── Study text

The duration of the time period for which the wireless signal is transmitted is, in itself, indicative of the VOD
measurement.
[0015] if, for purposes not related to the VOD measurement, a wireless signal ("the first signal") is transmitted by the transmitter at any time after the time A then, to enable the wireless signal which contains the VOD information ("the second signal") to be distinguished from the first signal, the nature of the second signal may be changed to be different from the nature of the first signal For example prior to initiation at the time B the wireless signal (the first signal) may be modulated in accordance with a first technique but, at the time B, a different modulation technique may be used for the second signal.
[0016] The transmission of the first signal, at any time after the time A, is an indication that the detonator assembly is in an effective working state prior to initiation taking place at the time B.
[0017] In the aforementioned example the second signal contains the VOD
information. As an alternative the duration of the time period between the transmission of the first signal and the transmission of the second signal can constitute or convey the VOD
information.
[0018] Another variation to the aforementioned process is to transmit the first signal at a first frequency and to transmit the second signal at a second frequency so that the signals are distinguishable from each other.
[0019] Thus, in contrast to the established prior art approach, a VOD
measurement is made using a measuring and computing capability in the control circuit which is embodied in the wireless detonator assembly. The relevant measurement data is transmitted wirelessly to a remote point. This approach allows for a VOD measurement to be made for the explosive in each borehole.
[0020] in one approach the wireless signal is transmitted for the duration of the time period it takes for a predetermined length of the conductors, e.g. between the communication module and the detonator, to be consumed by the explosive. The predetermined length of the conductors would normally be less than the complete length of the conductors i.e. up to the 5 detonator (depending on the depth of the borehole). This is because a time interval of sufficient duration is required before the sending of the signal ¨ this must occur prior to initiation of the detonator, an event which destroys communication capabilities. The length of the conductors inside the explosive extending from the communication module to the detonator is known, beforehand, from a blast plan for the blast site. Upon initiation of the explosive a plasma is generated. The plasma is conductive and acts as a short circuit between the conductors, exposed to the plasma, which extend from the communication module to the detonator. The value of the resistance which is presented by these conductors to the control circuit decreases as the plasma forms a conductive path between the conductors. The value of the resistance measurement, which changes, is indicative of the length of the conductors consumed during the initiation process.
[0021] Any other appropriate technique could be used for determining the length of the conductors in the borehole.
[0022] An instantaneous rate at which the value of the resistance decreases is also indicative of the VOD of the explosive material.

────

■ Work instructions: Decide whether each statement agrees with the detonator passage, answering yes or no and quoting the deciding words of the passage exactly. 1. The first and second signals can be told apart by sending them at different frequencies. 2. The resistance the conductors present to the control circuit increases as the plasma forms a conductive path. 3. The length of the conductors inside the explosive is known in advance from a blast plan. The entries that follow are not needed for the task on the detonator passage.

── Dataset content

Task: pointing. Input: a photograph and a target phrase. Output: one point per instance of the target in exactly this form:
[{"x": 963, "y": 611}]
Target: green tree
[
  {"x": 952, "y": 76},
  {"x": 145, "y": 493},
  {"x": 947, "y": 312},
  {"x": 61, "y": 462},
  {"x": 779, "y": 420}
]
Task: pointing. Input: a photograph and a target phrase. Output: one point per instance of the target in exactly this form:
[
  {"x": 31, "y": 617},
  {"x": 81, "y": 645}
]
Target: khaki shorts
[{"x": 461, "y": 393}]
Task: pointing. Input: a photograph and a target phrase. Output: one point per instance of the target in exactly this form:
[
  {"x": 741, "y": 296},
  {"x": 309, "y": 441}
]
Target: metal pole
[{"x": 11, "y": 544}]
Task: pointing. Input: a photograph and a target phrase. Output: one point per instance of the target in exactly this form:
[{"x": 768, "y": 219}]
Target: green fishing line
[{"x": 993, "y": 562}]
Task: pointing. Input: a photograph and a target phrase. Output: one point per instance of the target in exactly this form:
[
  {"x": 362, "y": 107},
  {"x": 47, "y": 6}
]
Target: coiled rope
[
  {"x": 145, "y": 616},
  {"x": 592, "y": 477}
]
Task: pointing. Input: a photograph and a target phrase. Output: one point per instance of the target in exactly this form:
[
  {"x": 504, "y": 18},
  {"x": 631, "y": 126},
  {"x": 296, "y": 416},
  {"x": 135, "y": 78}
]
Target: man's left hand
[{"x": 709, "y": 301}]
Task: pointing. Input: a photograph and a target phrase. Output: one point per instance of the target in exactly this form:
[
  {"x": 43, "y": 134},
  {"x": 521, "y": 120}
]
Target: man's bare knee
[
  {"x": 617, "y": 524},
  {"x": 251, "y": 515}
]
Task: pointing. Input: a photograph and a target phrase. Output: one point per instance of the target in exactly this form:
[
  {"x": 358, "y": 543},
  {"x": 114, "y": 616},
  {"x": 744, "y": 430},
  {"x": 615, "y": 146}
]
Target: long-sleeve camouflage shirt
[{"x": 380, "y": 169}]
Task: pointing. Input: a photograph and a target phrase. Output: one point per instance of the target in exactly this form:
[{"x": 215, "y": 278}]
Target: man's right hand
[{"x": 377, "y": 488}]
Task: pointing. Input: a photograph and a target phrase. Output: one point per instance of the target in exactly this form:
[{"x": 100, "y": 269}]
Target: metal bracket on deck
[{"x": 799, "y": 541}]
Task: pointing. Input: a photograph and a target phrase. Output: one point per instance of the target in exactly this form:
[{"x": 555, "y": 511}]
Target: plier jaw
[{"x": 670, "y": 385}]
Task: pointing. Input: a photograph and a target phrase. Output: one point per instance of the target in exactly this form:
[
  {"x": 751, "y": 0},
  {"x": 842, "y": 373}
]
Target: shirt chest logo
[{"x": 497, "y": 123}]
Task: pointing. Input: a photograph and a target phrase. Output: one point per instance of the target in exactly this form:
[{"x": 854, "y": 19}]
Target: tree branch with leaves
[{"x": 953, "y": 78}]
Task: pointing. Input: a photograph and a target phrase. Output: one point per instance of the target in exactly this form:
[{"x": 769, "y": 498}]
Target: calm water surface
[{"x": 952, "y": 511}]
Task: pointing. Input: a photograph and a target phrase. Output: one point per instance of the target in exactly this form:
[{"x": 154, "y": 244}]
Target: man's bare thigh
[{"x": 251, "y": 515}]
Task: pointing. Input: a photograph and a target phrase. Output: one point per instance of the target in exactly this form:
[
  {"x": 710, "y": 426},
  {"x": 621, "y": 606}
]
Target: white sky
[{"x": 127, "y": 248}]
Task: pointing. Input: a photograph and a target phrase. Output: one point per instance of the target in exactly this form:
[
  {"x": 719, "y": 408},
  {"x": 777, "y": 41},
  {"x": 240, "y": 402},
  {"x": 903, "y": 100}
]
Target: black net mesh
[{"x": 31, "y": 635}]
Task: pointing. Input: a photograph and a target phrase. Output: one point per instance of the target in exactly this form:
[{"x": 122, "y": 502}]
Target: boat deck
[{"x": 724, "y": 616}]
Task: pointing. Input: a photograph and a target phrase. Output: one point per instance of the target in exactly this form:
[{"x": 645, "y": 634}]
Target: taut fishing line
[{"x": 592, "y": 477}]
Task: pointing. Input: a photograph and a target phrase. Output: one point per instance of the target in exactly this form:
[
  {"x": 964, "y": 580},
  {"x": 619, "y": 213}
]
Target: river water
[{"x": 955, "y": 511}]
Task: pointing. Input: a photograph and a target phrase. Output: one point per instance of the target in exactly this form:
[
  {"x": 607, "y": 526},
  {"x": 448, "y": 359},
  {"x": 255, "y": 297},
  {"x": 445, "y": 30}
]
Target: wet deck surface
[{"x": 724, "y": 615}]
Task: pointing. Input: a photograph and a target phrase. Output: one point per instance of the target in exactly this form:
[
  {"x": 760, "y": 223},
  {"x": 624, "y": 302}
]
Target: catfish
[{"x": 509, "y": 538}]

────

■ Solution:
1. Yes: "to transmit the first signal at a first frequency and to transmit the second signal at a second frequency so that the signals are distinguishable from each other."
2. No: "The value of the resistance which is presented by these conductors to the control circuit decreases as the plasma forms a conductive path between the conductors."
3. Yes: "The length of the conductors inside the explosive extending from the communication module to the detonator is known, beforehand, from a blast plan for the blast site."